* Begin Material *

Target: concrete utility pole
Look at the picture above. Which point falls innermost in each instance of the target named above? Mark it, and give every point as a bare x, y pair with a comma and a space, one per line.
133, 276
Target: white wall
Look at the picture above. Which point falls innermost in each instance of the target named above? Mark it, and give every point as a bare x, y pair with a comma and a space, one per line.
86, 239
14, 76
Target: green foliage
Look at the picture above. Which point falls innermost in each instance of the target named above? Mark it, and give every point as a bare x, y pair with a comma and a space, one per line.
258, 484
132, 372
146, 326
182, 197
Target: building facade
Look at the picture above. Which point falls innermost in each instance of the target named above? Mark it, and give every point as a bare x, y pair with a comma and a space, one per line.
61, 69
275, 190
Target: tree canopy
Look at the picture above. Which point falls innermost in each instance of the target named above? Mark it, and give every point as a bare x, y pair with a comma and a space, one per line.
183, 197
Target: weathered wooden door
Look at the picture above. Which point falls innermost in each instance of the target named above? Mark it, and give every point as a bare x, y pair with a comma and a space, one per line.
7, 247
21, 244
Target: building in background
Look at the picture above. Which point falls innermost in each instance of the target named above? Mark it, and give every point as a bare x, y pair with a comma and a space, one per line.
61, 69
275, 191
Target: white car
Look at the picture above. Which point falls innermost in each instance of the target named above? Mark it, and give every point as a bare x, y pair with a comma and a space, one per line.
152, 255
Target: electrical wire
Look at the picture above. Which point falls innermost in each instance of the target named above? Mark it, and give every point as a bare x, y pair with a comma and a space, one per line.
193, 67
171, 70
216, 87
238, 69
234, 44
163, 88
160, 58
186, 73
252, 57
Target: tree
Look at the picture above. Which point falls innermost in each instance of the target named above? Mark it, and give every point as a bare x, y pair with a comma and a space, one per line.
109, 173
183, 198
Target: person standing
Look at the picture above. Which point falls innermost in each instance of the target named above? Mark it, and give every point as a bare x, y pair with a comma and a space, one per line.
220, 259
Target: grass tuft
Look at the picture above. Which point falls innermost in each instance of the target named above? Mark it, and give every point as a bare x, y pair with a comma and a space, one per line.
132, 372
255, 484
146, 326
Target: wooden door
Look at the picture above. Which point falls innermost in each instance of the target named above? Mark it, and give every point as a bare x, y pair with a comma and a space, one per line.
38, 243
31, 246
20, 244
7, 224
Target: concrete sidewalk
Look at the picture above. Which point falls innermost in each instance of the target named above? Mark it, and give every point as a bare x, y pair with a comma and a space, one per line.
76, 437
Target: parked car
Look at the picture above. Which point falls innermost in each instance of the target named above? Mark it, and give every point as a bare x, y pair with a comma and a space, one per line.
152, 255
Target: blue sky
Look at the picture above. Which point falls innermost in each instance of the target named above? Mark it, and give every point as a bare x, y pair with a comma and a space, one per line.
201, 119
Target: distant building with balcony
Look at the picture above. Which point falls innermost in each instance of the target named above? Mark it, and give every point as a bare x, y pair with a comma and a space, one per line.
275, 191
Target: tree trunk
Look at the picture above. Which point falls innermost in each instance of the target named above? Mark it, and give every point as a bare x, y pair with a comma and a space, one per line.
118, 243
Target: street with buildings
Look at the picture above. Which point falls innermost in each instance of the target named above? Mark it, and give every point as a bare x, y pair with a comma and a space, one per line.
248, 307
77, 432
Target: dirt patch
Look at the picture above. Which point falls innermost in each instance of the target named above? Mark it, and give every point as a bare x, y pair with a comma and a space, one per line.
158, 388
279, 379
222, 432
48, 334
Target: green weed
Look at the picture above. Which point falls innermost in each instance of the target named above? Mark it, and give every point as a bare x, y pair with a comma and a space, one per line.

* End Material *

▸ Problem statement: Copy out all of the items above word for word, leaving nothing out and changing nothing.

▸ Task answer:
Target: concrete utility pole
Look at the picture above. Which point falls innermost in each instance of the target named above? Mark it, and give every point as a bare x, y pair with a comma and a space, one per line.
133, 276
Target: white wall
Look at the picture above. Which point falls innermost in each instance of the target named above? Mark it, and give every point as a bare x, y pair with a comma and a space, one per line.
86, 239
14, 76
Target: green foliage
Look at the picture above. Which point falls innermost in each instance of the target named above? Mark it, and give every point as a bare x, y pair with a comma and a space, one per line.
258, 484
132, 372
146, 326
182, 197
Target: building facade
Look at the picture above. Which point falls innermost in each instance of the target named above? Mark it, and give every point as a bare x, y pair with a comma and a space, one per line.
61, 69
275, 190
Target: tree canopy
Look at the picture above. Which point falls innermost in each instance of the target named above? Mark it, and give every point as a bare x, y pair with a comma and a space, one per line.
183, 197
Target: weathered wooden door
Look at the picture above. Which point falls innermost in each instance of the target named above? Mark it, and give every point as a bare x, y pair with a comma and a space, one per line.
7, 247
21, 244
Target: building in background
Look at the picture above. Which point falls innermost in each instance of the target named above? Mark it, and give every point as a bare x, y pair with a comma and a space, one per line.
61, 69
275, 191
Target: white car
Look at the picture above. Which point falls innermost in each instance of the target named above? Mark it, and give every point as a bare x, y pair with a comma and a space, one per line.
152, 255
Target: electrical wire
Look at the picture above. Which point falls innermost in each instance of the target named above? Mark it, and give every point as a bare x, y pair with a comma and a space, one per line.
193, 67
171, 70
216, 87
238, 69
234, 44
163, 88
160, 58
186, 73
252, 57
Target: tree
Look at the picture above. Which point falls innermost in each instance of the target named above? Mark it, and give every point as a bare x, y pair with a comma and a space, one per line.
109, 173
183, 198
Target: person standing
Look at the picture above. Which point falls innermost in each instance of the target named above? Mark it, and give every point as a bare x, y pair with a comma and a space, one per line.
220, 259
Target: grass tuft
Look at the picture above. Which point falls innermost in each instance of the target named above? Mark it, and give every point as a bare x, y pair with a comma and a space, one per line.
132, 372
255, 484
146, 326
Target: wooden door
Look at the picture above. Which point falls innermost in each instance of the target named above? Mark it, and give every point as a bare x, y pair with a comma and a space, one per line.
38, 243
31, 246
20, 244
7, 224
Target: concrete sidewalk
Look at the picture above. Which point falls innermost in each instance of the target named above? Mark it, and give every point as a bare x, y pair with a comma and a space, one per line.
76, 437
Target: parked car
Look at the picture above. Which point falls innermost in each instance of the target named above? Mark it, and give every point as a bare x, y pair with a comma and a space, one per line.
152, 255
Target: blue sky
Look at the picture above. Which point falls innermost in each instance of the target named above? Mark it, and give every point as a bare x, y pair with a comma and a space, one per line.
201, 119
Target: distant building with balcony
Look at the picture above. Which point falls innermost in each instance of the target named above? Mark it, and give every point as a bare x, y pair with a comma and a space, one per line.
275, 191
Target: tree trunk
Look at the picture above. Which point falls innermost in each instance of the target named above? Mark it, and give every point as a bare x, y pair with a comma and a space, one per line.
118, 243
Target: street with buildings
Look at the picture above. Which point falls innermost in each instance of the target named above? Mark it, and give every point as a bare x, y pair with a comma and a space, one per line.
248, 307
77, 432
Target: dirt patch
Look at the picture above. Which point falls innermost in each instance of the target named above? Mark it, and give every point as a bare x, y pair with a comma and a space, one per line.
158, 388
279, 379
222, 432
48, 334
Target: green weed
Look at the picture above. Which point falls innermost in each instance of the target named above? Mark it, and give every point as a bare x, y pair with a comma and a space, one per line.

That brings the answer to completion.